— Task to complete —
Count how many lines of the listing below contain the string "Guideline", with uppercase and lowercase letters counted as different. Reply with the number only.
+-------+
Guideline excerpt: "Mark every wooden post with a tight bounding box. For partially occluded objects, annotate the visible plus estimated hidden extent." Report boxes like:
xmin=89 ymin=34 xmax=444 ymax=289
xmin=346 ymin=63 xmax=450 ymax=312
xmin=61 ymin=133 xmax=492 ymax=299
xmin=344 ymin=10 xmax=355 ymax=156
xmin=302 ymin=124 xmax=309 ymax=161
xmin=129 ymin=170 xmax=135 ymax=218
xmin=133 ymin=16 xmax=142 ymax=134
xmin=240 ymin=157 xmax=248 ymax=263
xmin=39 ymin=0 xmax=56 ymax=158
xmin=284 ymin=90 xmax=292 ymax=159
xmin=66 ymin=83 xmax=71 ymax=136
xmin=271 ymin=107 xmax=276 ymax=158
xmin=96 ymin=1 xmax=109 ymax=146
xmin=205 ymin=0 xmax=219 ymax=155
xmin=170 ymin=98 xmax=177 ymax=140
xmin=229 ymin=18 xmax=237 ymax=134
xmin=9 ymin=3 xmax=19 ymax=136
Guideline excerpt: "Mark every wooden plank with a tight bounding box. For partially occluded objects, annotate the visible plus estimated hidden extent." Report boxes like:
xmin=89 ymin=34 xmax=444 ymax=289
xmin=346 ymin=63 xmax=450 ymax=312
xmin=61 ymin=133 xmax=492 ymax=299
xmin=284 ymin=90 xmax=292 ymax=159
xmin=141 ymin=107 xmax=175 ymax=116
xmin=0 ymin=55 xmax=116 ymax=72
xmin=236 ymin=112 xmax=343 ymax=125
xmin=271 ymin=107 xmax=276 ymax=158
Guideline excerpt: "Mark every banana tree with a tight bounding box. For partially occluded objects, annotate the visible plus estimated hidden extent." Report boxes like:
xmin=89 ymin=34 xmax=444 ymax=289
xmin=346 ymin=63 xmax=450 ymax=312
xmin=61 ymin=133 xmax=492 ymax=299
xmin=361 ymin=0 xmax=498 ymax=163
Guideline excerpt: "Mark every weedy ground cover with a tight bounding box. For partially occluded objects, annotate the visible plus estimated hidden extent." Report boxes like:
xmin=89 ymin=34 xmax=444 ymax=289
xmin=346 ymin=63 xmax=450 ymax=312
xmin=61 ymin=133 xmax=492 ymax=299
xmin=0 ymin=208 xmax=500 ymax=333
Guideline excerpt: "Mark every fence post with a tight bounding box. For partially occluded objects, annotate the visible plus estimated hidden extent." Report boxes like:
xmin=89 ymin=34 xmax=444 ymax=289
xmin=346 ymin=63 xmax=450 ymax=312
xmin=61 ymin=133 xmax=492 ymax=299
+-------+
— Solution —
5